** Opening Records shown block **

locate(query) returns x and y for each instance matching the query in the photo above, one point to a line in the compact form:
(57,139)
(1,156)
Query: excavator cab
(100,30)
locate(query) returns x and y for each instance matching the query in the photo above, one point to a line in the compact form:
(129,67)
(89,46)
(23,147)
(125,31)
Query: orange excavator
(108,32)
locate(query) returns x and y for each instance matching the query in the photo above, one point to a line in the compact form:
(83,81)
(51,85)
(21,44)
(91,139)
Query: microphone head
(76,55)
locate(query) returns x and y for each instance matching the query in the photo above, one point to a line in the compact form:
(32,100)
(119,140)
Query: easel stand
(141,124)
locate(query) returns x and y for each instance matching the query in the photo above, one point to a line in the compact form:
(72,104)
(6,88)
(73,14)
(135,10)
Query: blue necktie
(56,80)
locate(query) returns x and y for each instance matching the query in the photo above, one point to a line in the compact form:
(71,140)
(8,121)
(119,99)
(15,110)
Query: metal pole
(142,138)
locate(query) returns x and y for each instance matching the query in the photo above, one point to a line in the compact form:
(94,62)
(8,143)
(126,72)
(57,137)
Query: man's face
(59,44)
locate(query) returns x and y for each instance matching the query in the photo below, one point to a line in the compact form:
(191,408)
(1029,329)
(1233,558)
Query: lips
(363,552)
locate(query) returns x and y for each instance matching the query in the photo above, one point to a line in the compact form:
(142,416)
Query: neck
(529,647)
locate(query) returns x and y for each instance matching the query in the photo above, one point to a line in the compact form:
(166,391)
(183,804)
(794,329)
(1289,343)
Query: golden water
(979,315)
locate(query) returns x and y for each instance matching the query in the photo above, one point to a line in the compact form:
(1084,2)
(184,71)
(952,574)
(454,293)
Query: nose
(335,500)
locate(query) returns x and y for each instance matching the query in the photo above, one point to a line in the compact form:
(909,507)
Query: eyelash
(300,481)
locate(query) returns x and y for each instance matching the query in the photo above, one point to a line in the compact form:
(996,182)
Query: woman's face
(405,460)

** Closing Records shown block **

* [Work instructions] A reply should hold exactly the lines from the one containing "Query: microphone head" through the end of the data above, nothing more.

* [Response to this task]
Query: microphone head
(76,55)
locate(query) returns x and y for each instance matching the query in the photo above, one point to a line in the compact form:
(32,100)
(119,140)
Query: easel stand
(141,124)
locate(query) returns x and y for each instance matching the query in the photo above, one point to a line in the compact form:
(72,104)
(6,88)
(73,14)
(135,10)
Query: blue necktie
(56,80)
locate(query) returns x and y for each instance matching the query in the photo above, one point to a line in the compact form:
(71,140)
(8,121)
(119,99)
(15,110)
Query: metal pole
(142,138)
locate(query) returns x and y for each instance matching the query in the photo above, one point to a line in the compact form:
(94,62)
(8,143)
(126,72)
(57,137)
Query: man's face
(59,44)
locate(query) returns x and y for each instance matching the query in the photo below, one point to a line in the compact form:
(191,408)
(1029,329)
(1233,558)
Query: lips
(363,552)
locate(query) returns x and y for each instance matching the query in the photo above, one point to a line in the compact form:
(142,416)
Query: neck
(529,647)
locate(query) returns x and y for each instance matching the query in the photo above, one point to a line in the compact form:
(166,391)
(183,804)
(794,329)
(1289,343)
Query: golden water
(979,315)
locate(query) returns x and y for each instance matching the query in the photo above, one point to a line in the compact form:
(1084,2)
(184,71)
(952,574)
(454,293)
Query: nose
(335,500)
locate(query) returns x and y for each instance matching the query in the photo above, one point to a line in the compact form:
(909,507)
Query: eyelash
(300,481)
locate(query) returns x and y for each instance matching the query in the photo above, one point to a line in the compact form:
(996,182)
Query: woman's face
(405,460)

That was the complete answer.